> Text block:
________________________

I think that the KLH people at the time would say that there was no difference, but I have heard that the original versions were better. For one thing, the epoxied-in woofer insured a perfect acoustic seal, so gaskets were not a concern, and speaker-to-speaker consistency could be assured. But the real issue now is with collectors of these old KLHs: if a woofer, tweeter or crossover is damaged for whatever reason, repair is virtually impossible, and the speaker is literally rendered junk. It is possible, as soundminded suggested, to literally take a Sawzall (Milwaukee trademark) and cut into the back of the cabinet to try to work on the crossover, but if the woofer voice coil is damaged, the cone has to be literally ripped out of the front of the speaker and a new one put in its place.

http://www.classicspeakerpages.net/dc/user_files/393.jpg

KLH Model Six crossover with oil-filled capacitor

http://www.classicspeakerpages.net/dc/user_files/394.jpg

KLH Six Woofer (inverted surround)

________________________

> Information shown:
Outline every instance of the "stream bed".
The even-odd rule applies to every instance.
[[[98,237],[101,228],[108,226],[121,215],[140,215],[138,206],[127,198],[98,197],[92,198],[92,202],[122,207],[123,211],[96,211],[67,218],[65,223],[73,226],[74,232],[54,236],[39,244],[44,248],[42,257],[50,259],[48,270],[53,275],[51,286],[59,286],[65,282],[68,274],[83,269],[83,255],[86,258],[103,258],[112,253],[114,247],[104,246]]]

________________________

> Work to be completed: Could you continue the passage on KLH Model Six speakers from its last line?

> Task result:
For quite some time a fellow in Massachusetts repaired KLHs, and had extra cones and crossover components and so forth with the capability of repairing these components. He was a former plant manager at the old KLH. I had an old number for him, but it no longer is current:

Dominic DeAngelis

Abington, Massachusetts

617-878-4425

Incidentally, the early KLH Model One, Model Two, Model Three, Model Four (the early Model Five was a tweeter-only box), Model Six and Model Seven all had this epoxy construction. By the mid-1960s KLH did away with this method, but only the Model Six survived out of that original group, and the woofer was changed to the conventional mounting. An updated version of the Model Seven was the KLH Model Five-derived Model Twelve.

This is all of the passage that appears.